*SHORT EXERCISE 1*
From the footballer biography below, list every club Soni Setiawan has played for.

*DOCUMENT EXTRACT*
## Start

Soni Setiawan (born 10 April 1993) is an Indonesian professional footballer who plays as a full-back for Liga 2 club Persekat Tegal.

Club career

Persekabpur Purworejo 
When he was 18 years old, Setiawan played for the club Persekabpur Purworejo in the Indonesian League Second Division Level. Soni succeeded in escorting Persekabpur Purworejo to the Round of 8 of National Division II in 2012, so that in the following season Persekabpur Purworejo appeared in Division I.

PPSM Sakti Magelang 
Setiawan played for PPSM Sakti Magelang in the 2012/2013 for the 2013 Liga Indonesia Premier Division (LI). With PPSM Sakti Magelang he has performed 10 matches.

Persijap Jepara 
After defending PPSM Sakti Magelang], Setiawan moved to Persijap Jepara in the 2015 season after previously focusing on participating in the Pre PON Central Java throughout 2014. Unfortunately in 2015, the competition stopped, but Soni still defended Persijap Jepara at the Polda Jateng Cup event but failed to bring Persijap Jepara through the group stage.

PSIS Semarang
He was signed for PSIS Semarang to play in Liga 1 in the 2019 season. Soni made his debut on 26 May 2019 in a match against Persija Jakarta at the Moch. Soebroto Stadium, Magelang.

## End

*SHORT EXERCISE 2*
How many lines of the records below contain the string "feather"? Give only the number.

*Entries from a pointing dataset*
## Start

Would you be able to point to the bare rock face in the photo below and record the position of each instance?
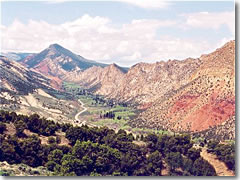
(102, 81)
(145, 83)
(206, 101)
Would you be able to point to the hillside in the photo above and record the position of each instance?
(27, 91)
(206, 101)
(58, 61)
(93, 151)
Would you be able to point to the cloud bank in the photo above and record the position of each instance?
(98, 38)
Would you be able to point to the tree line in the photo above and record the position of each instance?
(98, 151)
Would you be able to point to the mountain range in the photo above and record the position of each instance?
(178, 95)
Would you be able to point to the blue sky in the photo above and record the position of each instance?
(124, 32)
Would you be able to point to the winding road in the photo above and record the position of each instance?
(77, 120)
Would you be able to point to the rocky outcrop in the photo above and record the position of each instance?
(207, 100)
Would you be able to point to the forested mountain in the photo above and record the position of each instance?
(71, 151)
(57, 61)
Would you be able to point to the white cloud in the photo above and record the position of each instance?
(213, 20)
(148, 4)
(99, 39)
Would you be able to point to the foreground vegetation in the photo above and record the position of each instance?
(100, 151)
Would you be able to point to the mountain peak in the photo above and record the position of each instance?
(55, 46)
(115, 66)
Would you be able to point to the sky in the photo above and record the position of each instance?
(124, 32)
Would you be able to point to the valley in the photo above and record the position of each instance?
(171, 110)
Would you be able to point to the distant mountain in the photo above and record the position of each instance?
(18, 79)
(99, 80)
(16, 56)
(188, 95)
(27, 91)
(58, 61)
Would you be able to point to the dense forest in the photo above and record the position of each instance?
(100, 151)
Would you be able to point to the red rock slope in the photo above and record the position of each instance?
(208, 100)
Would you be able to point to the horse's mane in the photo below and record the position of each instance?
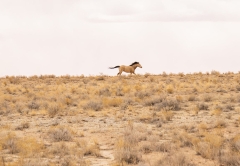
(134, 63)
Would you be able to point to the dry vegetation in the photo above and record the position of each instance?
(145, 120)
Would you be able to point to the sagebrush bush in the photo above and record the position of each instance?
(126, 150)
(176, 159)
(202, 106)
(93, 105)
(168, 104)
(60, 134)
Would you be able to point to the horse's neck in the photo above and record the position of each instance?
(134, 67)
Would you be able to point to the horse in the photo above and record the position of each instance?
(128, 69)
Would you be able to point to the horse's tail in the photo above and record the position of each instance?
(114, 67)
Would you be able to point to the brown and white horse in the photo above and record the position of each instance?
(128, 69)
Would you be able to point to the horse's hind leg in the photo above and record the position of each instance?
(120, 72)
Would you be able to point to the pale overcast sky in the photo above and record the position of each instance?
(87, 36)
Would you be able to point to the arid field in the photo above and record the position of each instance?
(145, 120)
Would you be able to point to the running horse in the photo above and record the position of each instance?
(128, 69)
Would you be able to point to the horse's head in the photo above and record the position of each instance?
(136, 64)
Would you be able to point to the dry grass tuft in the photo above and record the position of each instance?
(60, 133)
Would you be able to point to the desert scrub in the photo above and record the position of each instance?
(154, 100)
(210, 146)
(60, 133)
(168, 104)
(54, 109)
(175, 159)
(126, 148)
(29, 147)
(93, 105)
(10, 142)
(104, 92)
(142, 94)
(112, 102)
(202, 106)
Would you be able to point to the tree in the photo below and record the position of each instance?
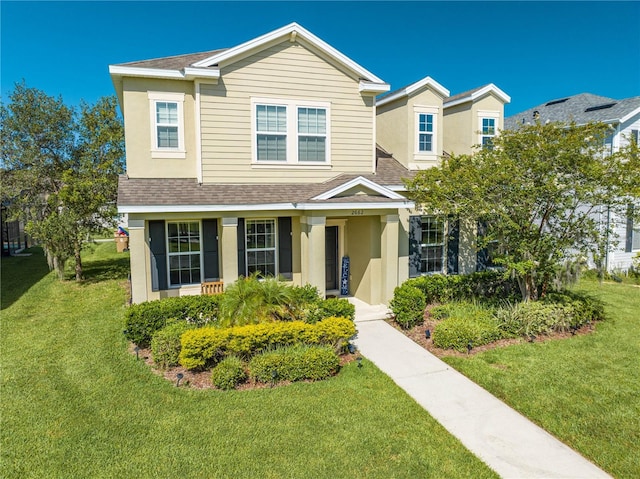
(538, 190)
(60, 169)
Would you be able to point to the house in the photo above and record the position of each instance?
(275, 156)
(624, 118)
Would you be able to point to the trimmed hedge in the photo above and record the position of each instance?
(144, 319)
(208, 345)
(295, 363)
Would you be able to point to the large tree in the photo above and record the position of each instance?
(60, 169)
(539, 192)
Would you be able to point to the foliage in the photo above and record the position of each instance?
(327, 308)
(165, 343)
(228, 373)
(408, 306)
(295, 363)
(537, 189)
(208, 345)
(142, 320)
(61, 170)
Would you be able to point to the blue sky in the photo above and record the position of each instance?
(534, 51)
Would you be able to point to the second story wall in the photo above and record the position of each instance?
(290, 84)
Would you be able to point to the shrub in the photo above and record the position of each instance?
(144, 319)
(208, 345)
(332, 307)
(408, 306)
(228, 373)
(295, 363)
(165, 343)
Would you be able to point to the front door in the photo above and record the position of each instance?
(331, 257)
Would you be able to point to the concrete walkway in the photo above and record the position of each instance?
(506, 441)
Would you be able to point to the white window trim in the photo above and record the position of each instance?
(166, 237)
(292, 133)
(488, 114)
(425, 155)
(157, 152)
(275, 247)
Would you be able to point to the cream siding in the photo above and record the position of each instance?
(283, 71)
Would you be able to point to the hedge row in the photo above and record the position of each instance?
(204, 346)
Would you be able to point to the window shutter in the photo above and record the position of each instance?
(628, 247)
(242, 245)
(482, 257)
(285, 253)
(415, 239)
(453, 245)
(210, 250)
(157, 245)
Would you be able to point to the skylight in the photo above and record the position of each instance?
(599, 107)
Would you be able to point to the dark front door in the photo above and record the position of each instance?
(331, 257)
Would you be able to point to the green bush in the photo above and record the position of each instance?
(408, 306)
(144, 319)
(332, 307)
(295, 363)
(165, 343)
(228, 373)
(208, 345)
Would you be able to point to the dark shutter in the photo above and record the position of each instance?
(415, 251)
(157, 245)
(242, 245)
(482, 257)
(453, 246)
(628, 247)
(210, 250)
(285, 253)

## End
## Start

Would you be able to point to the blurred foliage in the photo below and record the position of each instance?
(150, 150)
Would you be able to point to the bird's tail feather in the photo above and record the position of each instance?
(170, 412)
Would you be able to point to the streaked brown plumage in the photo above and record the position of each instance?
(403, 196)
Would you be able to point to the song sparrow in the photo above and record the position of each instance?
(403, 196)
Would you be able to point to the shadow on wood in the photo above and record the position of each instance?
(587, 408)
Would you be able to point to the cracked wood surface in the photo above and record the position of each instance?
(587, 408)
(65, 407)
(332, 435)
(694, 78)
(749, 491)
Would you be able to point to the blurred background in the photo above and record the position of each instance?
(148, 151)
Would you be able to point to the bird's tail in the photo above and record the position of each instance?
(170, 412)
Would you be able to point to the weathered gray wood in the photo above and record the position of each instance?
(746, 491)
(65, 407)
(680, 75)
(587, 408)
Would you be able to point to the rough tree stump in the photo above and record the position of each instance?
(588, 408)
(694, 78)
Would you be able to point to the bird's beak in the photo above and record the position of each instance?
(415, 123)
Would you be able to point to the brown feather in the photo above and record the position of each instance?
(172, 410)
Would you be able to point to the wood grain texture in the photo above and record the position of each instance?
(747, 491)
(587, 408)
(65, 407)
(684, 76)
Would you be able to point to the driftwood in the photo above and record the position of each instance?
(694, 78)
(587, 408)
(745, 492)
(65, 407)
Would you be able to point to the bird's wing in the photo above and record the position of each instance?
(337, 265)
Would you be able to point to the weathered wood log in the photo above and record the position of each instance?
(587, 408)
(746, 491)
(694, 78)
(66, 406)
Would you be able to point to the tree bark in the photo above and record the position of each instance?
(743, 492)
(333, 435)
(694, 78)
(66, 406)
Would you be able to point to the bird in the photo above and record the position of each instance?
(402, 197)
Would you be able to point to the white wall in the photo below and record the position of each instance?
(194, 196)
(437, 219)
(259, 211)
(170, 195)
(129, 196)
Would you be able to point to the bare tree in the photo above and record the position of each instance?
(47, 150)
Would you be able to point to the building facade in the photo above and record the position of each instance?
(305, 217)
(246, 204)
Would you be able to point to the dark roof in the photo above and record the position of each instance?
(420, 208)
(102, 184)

## End

*FULL ANSWER 1*
Persekat Tegal, Persekabpur Purworejo, PPSM Sakti Magelang, Persijap Jepara, PSIS Semarang

*FULL ANSWER 2*
2